La consigna » Escribe la continuación del testimonio sobre la fe y el abuso familiar que aparece a continuación, empezando después de su última oración.

Fuente »
##########

No creía que Dios existiera. Desde que era una niña, había recibido un golpe doloroso tras otro, y si Él era real, no se aparecía por mi vida.

Se abusaba desenfrenadamente del alcohol en mi casa de infancia. Mis padres finalmente se divorciaron por eso. Y cuando mi padre se casó con otra alcohólica como él, quedé a merced de un miembro de la familia que abusó de mí hasta que me fui de casa a los 18 años.

Guardar este secreto familiar era difícil. Me sentía enojada y a la vez profundamente avergonzada por lo que me había sucedido. Con el tiempo, esas emociones se convirtieron en amargura, y el veneno de la imposibilidad de perdonar se metió en mi corazón y mi mente.

Cuando tenía 10 años, mi madrastra decidió dejar el alcohol y comenzó a llevarme a la iglesia. Al principio, allí encontré consuelo y protección contra mis problemas en casa. Me metí en todas las actividades que ofrecía la iglesia, incluyendo los preparativos para bautizarme. Al crecer, incluso colaboré con la escuela bíblica vacacional y trabajé con jóvenes. Pero no tenía ninguna relación con Dios.

Si bien sentía la iglesia como un lugar seguro, era solo un refugio temporal; siempre tenía que regresar al abuso y el caos de mi casa. Necesitaba algo más que un lugar donde esconderme.

La vida se hizo más difícil a medida que mi excéntrica madrastra se volvía cada vez más religiosa y controladora. Tiró toda mi ropa linda y me obligó a usar solo pantalones o vestidos que me cubrieran las rodillas. Ni siquiera podía usar un traje de baño para ir a la piscina.

No veía la hora de escapar. Al graduarme de la secundaria, me fui de casa y corrí directamente a los brazos de un hombre que pensé me amaría y me protegería. Nos casamos dos meses antes de yo cumplir los 19 años sin el apoyo de mi familia.

A los tres meses, supe que había cometido un terrible error. Mi esposo se hacía cada vez más abusivo y controlador, y yo no tenía un sitio al que acudir en busca de ayuda. Aun así, estaba decidida a hacer que nuestro matrimonio funcionara. Buscando más formas de dominarme, mi marido se opuso a mi participación en la iglesia y se negó a permitirme tener una Biblia.

##########

Datos extraídos »

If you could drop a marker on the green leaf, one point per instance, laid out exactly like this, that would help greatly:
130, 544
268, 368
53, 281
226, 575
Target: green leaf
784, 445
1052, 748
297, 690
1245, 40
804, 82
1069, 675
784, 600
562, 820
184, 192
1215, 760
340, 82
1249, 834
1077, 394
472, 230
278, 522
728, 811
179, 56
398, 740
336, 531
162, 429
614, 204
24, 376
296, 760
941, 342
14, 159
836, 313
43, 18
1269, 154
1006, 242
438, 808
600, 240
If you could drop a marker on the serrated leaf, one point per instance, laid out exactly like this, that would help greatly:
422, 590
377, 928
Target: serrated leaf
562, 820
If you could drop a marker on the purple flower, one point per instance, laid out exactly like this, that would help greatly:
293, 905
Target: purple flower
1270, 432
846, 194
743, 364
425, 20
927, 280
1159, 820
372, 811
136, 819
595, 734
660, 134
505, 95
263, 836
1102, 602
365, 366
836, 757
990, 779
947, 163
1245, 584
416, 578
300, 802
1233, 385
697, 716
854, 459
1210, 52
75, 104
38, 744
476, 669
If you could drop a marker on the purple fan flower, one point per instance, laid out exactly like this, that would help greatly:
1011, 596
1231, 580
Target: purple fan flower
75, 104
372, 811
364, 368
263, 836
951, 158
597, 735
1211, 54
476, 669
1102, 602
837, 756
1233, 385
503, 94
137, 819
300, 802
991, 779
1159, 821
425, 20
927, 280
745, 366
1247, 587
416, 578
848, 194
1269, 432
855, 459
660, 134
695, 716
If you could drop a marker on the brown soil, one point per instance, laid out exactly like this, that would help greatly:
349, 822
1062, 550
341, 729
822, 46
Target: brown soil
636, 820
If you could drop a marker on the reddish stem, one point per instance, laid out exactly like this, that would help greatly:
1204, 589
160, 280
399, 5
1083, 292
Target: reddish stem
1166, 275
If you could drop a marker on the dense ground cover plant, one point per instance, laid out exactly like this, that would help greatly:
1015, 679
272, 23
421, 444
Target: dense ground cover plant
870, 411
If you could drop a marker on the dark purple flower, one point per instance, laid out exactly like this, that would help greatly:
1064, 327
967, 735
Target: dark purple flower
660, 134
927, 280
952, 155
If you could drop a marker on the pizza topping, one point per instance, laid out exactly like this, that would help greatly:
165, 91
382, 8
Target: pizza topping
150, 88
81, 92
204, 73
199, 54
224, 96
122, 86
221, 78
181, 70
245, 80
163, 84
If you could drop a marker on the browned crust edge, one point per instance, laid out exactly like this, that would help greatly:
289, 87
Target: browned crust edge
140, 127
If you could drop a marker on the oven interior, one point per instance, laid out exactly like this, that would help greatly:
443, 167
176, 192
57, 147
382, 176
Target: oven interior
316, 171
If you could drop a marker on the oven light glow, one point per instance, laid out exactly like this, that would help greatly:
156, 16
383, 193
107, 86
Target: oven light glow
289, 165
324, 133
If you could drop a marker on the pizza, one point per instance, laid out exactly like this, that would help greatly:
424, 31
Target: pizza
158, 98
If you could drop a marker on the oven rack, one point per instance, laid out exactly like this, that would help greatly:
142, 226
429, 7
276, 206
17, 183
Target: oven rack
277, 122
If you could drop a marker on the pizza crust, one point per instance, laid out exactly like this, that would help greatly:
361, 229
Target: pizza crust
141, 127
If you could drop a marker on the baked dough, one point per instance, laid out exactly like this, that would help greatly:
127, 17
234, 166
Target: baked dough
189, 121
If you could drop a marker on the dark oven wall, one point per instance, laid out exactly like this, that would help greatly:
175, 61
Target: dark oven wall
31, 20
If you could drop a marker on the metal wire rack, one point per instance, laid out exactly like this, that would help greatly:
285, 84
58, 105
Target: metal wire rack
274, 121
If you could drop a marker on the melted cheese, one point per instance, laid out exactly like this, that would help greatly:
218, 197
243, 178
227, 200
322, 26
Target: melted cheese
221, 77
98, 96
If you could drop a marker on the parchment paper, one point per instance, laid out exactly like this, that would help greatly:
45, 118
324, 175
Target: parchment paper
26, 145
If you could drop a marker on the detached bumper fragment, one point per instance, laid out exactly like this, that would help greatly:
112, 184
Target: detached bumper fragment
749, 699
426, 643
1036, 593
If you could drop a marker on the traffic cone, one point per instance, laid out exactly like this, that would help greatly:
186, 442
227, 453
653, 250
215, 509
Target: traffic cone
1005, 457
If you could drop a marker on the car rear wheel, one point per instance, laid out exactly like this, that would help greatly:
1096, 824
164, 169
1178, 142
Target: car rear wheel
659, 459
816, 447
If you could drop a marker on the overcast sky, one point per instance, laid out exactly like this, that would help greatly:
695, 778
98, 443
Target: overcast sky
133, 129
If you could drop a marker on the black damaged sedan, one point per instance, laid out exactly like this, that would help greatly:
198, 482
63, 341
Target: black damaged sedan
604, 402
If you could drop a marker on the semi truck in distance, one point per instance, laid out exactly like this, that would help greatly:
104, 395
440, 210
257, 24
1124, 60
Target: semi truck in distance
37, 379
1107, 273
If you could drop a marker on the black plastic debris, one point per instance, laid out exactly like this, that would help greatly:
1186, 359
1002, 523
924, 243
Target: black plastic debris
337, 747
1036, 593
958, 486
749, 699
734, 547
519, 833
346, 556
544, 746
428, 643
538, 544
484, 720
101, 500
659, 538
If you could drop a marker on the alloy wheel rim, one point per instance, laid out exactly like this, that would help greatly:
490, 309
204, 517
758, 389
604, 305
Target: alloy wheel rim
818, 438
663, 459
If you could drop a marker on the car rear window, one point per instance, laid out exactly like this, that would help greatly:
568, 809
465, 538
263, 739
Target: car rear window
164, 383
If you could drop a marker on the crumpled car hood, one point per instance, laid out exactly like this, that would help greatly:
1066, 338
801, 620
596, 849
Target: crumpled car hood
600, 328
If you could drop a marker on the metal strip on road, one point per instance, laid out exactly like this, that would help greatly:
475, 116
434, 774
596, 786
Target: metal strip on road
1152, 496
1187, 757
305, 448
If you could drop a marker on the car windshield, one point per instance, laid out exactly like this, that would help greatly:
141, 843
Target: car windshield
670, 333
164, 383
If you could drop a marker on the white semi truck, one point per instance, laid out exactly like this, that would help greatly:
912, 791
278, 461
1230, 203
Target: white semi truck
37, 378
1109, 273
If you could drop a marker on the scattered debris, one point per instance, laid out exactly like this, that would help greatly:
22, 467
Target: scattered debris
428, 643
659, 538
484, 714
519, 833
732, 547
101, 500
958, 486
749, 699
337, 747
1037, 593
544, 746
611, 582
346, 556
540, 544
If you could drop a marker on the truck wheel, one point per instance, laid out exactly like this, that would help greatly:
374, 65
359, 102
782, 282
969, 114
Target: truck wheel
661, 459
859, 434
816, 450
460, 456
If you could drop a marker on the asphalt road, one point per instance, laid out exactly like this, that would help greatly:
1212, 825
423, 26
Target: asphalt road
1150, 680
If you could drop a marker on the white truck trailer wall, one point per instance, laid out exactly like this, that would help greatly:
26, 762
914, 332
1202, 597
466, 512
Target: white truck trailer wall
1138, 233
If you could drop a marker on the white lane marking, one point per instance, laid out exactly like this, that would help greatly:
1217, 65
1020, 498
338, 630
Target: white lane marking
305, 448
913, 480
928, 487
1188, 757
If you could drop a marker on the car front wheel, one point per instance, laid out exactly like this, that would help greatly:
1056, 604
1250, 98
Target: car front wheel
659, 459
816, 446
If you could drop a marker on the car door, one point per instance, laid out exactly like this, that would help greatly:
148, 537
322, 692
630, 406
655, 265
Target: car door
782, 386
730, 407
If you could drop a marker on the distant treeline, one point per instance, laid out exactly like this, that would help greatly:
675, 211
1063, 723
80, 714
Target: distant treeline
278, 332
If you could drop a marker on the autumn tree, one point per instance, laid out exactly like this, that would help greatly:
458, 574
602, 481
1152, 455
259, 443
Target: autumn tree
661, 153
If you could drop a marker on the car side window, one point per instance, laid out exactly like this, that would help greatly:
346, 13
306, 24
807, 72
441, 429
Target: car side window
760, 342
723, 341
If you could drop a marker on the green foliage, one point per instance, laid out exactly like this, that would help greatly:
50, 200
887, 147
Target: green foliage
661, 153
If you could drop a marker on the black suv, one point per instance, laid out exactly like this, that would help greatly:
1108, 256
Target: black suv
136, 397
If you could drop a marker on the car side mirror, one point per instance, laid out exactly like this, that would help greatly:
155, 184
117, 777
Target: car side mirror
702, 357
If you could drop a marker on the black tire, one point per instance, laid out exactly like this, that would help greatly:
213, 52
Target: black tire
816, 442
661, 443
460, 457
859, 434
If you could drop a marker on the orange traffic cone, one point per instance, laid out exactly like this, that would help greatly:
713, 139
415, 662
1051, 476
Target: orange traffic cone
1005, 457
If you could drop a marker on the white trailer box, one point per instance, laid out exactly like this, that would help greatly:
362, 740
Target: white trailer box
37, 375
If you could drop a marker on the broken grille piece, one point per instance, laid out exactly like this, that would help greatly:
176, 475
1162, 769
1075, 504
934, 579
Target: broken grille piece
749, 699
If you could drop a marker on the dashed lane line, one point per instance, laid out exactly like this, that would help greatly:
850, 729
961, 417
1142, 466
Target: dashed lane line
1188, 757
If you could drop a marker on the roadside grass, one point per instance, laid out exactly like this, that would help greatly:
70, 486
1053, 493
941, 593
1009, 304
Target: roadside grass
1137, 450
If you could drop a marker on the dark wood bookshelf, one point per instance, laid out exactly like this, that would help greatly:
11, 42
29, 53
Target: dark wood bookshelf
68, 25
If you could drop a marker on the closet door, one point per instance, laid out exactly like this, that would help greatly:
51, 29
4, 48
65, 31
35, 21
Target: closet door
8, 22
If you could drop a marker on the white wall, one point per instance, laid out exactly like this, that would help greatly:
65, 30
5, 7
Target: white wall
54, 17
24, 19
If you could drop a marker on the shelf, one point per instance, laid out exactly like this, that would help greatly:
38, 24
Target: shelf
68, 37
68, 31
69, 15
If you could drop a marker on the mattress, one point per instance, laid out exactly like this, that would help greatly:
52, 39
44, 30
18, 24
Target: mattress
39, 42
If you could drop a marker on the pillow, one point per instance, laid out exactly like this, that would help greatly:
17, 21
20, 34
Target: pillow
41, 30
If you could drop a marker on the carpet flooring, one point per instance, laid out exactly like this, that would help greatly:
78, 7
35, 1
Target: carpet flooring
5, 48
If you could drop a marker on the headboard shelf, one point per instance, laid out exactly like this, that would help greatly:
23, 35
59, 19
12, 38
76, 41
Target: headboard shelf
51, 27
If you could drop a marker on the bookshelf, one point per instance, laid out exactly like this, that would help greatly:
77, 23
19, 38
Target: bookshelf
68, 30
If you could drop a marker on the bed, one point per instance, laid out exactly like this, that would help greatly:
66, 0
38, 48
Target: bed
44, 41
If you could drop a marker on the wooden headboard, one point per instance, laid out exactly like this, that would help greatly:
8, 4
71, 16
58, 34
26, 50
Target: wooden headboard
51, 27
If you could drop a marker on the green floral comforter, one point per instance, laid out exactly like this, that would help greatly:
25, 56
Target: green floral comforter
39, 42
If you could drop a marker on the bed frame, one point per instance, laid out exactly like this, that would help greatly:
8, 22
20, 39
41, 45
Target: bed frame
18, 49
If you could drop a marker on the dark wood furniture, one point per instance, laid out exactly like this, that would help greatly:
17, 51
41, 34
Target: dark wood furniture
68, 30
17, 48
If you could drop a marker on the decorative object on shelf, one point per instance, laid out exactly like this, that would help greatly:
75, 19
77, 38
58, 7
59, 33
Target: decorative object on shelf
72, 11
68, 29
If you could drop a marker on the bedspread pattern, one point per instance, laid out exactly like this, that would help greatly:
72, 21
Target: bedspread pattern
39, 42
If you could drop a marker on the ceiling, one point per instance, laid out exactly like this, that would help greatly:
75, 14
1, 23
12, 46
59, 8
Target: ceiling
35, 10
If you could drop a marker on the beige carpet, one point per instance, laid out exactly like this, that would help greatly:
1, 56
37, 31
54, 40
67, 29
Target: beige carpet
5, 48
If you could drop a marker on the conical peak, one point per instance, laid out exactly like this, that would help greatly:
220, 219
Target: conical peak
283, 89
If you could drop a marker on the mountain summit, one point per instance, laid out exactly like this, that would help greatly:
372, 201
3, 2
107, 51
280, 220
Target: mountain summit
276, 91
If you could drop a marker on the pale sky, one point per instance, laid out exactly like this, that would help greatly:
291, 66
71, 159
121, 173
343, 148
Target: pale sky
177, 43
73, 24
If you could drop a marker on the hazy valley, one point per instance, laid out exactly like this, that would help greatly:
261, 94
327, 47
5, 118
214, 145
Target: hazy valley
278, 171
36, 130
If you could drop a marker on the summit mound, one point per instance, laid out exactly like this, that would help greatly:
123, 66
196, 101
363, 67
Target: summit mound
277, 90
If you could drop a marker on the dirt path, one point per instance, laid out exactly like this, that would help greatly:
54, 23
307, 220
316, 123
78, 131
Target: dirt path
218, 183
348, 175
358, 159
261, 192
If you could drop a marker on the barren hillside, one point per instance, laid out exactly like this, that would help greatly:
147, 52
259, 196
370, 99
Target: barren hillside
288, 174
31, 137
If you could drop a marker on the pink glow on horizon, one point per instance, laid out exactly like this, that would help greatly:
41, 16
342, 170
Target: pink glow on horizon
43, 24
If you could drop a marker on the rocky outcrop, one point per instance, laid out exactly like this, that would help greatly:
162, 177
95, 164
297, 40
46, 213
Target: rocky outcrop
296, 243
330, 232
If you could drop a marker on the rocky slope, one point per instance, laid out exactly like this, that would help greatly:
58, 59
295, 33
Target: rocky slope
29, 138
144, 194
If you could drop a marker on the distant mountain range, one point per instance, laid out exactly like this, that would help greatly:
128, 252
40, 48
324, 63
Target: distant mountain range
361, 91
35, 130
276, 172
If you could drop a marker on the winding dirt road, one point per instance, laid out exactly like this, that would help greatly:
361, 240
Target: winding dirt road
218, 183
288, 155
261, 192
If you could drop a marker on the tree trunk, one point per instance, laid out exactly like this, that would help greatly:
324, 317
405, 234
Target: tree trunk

##########

Respuesta escrita »
Dejé de asistir a la iglesia y orar. De todos modos, no me servía de nada. Las cosas empeoraron y mi corazón se endureció. Culpando a Dios de todos mis problemas, me desentendí de Él y me marché.

Adopté y alimenté mi mentalidad de víctima hasta el día en que decidí eliminar la causa de mi dolor en ese momento: mi esposo. Me había controlado y abusado de mí durante siete largos años, pero acabábamos de tener una bebé. No iba a permitir que le hiciera daño.

Compré una pistola y esperé mi oportunidad. La tuve cuando lo liberaron de la cárcel con libertad condicional tras procesarlo por asalto agravado a mano armada contra otra mujer. Aproveché el momento. Le disparé y lo maté.

Pero el sufrimiento no desapareció; se intensificó, especialmente cuando, a los 26 años, me arrestaron por asesinato y me condenaron a cadena perpetua.

Ese fue el día más oscuro de mi vida. Mi hija, mi única hija, tenía nueve meses. Ni siquiera había dado sus primeros pasos. Ese fue el primero de un montón de hitos que me perdería.

Sabiendo que había perdido a mi hija para siempre, caí en la depresión. Era cadena perpetua. ¿Qué esperanza podía tener?

Pensé en buscar a Dios, pero mi corazón lleno de enojo y amargura se negó. “Dios no ha hecho nada por ti”, me dije. “Él tampoco quiere tener nada que ver contigo. Está enojado. Por eso, ha permitido que todas estas cosas terribles sucedan en tu vida”.

Creí esas mentiras y seguí huyendo de Dios, el único que podía iluminar mi oscuridad (Salmo 18:28), sanar mi corazón roto y liberarme (Isaías 61:1).

En la cárcel, mucha gente iba a la capilla, pero yo me negaba. No iba a cantar alabanzas a un Dios que era la razón de mi encierro. Bueno, tal vez no era la razón, pero ciertamente no había impedido que sucediera.

Pero curiosamente, aunque huía de Dios, Él seguía persiguiéndome. Algo, una vocecita en mi interior me desafiaba a hacer algo más que simplemente existir en la cárcel. Necesitaba prepararme para el futuro. (Pero ¿qué futuro?)

Dios me estaba guiando, pero yo aún no lo sabía.

Me daba cuenta de que las mujeres que me rodeaban en la cárcel se hacían adictas, sufrían sobredosis y morían. No quería que esa fuera mi historia, y mi espíritu se levantó para luchar.

Eso no es común en los que tienen una condena como la mía. Una cadena perpetua se siente como una sentencia de muerte. Es difícil para alguien en esa situación encontrar un motivo para seguir vivo, y es fácil para caer presa de las mentiras de Satanás. Convencido de que no hay nada por lo que vivir y nada que perder, uno se da por vencido y tiene malas conductas.

Tomé esa dirección, pero Dios seguía susurrándole a mi alma. No quería admitirlo, pero me descubrí anhelando contra toda posibilidad que mi vida tuviera un propósito. Hasta creía que algún día podrían liberarme y comencé a prepararme para ese escenario.

Estudié. Asistir a clases era emocionante. Y al poco tiempo aprender se volvió mi droga preferida. Devoraba todo lo que podía. En cuanto terminaba un curso, comenzaba otro.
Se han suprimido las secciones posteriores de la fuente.